[WHAT IS NEEDED]:
Retype the entries. Match them exactly.

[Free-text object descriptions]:
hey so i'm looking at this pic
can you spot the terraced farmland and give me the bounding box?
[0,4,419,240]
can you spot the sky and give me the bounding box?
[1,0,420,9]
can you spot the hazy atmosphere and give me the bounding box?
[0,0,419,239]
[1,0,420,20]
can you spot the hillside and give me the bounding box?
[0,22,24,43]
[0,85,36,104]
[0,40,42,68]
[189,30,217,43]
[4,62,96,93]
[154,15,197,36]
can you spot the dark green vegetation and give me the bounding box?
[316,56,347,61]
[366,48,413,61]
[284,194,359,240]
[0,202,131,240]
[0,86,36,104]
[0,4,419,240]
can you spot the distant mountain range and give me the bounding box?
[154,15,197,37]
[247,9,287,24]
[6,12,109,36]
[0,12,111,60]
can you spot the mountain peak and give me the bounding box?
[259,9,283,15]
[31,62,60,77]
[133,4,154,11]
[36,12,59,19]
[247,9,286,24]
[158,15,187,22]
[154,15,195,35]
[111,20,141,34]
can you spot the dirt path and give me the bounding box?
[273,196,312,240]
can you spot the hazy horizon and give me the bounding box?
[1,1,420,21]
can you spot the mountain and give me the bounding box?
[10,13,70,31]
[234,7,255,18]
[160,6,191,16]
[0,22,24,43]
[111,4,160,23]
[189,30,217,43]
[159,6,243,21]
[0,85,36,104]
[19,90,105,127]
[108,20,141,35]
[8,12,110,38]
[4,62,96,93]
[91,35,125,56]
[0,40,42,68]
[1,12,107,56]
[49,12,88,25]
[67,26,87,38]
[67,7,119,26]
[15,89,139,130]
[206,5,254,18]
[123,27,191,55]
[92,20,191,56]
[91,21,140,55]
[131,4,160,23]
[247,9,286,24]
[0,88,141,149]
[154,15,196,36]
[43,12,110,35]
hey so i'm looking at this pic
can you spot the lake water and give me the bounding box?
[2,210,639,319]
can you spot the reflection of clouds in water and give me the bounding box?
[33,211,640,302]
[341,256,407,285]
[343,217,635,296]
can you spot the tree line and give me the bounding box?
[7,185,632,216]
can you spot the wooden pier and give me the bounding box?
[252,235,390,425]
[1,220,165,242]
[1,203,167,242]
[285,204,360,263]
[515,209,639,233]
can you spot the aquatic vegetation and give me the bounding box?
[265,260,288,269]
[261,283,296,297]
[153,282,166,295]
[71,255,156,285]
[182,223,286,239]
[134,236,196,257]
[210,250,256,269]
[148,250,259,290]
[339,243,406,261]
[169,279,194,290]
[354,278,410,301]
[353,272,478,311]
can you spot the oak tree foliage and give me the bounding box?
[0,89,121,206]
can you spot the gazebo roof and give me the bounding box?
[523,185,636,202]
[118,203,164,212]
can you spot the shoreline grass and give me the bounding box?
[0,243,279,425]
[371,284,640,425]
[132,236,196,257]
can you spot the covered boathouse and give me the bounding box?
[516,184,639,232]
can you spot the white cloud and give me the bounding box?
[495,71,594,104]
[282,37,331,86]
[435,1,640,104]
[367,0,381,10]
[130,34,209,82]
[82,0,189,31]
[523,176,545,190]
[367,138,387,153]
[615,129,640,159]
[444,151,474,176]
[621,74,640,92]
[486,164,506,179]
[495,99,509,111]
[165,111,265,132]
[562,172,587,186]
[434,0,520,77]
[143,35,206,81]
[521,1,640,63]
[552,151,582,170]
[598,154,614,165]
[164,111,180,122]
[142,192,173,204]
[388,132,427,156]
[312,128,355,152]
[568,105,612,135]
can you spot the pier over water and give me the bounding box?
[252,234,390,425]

[ANSWER TO THIS PROBLEM]:
hey so i'm looking at this pic
can you spot the terraced farmland and give me the bounding box?
[0,4,419,240]
can you spot the sky and give me the bounding box?
[1,0,420,9]
can you spot the hazy atmosphere and give me the bounding box?
[0,0,419,239]
[1,0,420,20]
can you spot the hillside and give me the bounding box?
[0,22,24,43]
[0,85,36,104]
[0,40,42,68]
[189,30,217,43]
[4,62,96,93]
[154,15,197,36]
can you spot the dark green vegetation and give me the bounding box?
[316,56,347,61]
[366,48,413,61]
[284,194,359,240]
[0,202,131,240]
[0,86,36,104]
[0,4,419,240]
can you spot the distant mountain range and give me the bounding box?
[154,15,197,37]
[247,9,287,24]
[6,12,109,36]
[0,12,111,60]
can you spot the mountain peak and give me the bounding box?
[259,9,283,15]
[31,62,60,77]
[133,4,154,11]
[36,12,59,19]
[247,9,286,24]
[158,15,187,22]
[154,15,195,35]
[111,20,141,34]
can you spot the dirt path and give me the bounding box?
[273,196,312,240]
can you spot the hazy horizon and give me the bounding box?
[1,1,420,21]
can you spot the mountain and give me the bounding box?
[10,13,70,31]
[234,7,255,18]
[160,6,191,16]
[0,22,24,43]
[111,4,160,23]
[189,30,217,43]
[159,6,243,21]
[0,85,36,104]
[19,90,105,127]
[108,20,141,35]
[8,12,110,38]
[4,62,96,93]
[91,35,125,56]
[0,40,42,68]
[1,12,107,56]
[49,12,88,25]
[67,26,87,38]
[67,7,119,26]
[15,89,139,130]
[206,5,254,18]
[123,27,191,55]
[92,20,191,56]
[91,21,140,55]
[131,4,160,23]
[247,9,286,24]
[0,88,141,149]
[154,15,196,36]
[43,12,110,35]
hey so i'm looking at this pic
can you spot the lake water and give me the bounding box?
[2,210,639,319]
can you spot the reflection of clouds in water and give me the bounding box?
[33,211,640,302]
[341,256,407,285]
[343,217,635,296]
can you spot the tree line and give me the bounding box?
[7,185,632,216]
can you spot the wooden pier and give me the bounding box?
[252,235,390,425]
[1,220,165,242]
[1,203,167,242]
[285,204,360,263]
[515,209,639,233]
can you spot the aquatic vegetation and give me the bounding box?
[265,260,288,269]
[261,283,296,297]
[153,282,166,295]
[71,255,156,285]
[182,223,286,239]
[134,236,196,257]
[210,250,256,269]
[148,250,259,290]
[339,243,406,261]
[169,279,194,290]
[354,278,410,301]
[353,272,478,311]
can you spot the oak tree foliage and give me the bounding box?
[0,89,121,206]
can you spot the gazebo roof and give me the bounding box?
[523,185,636,202]
[118,203,164,212]
can you spot the shoreline grass and give me the bounding box?
[0,243,279,425]
[371,284,640,425]
[132,236,196,257]
can you spot the covered boathouse and give me the bounding box?
[516,184,639,232]
can you spot the white cloud and give me the bounding box?
[495,71,594,104]
[282,37,331,86]
[435,1,640,104]
[367,0,381,10]
[130,34,209,82]
[82,0,189,31]
[523,176,545,190]
[367,138,387,153]
[615,129,640,159]
[444,151,474,176]
[621,74,640,92]
[486,164,506,179]
[495,99,509,111]
[165,111,265,132]
[562,172,587,186]
[434,0,520,77]
[143,35,206,81]
[521,1,640,63]
[552,151,582,170]
[598,154,614,165]
[164,111,180,122]
[142,192,173,204]
[388,132,427,156]
[312,128,355,152]
[568,105,612,135]
can you spot the pier over water and give me the bounding box?
[252,234,390,425]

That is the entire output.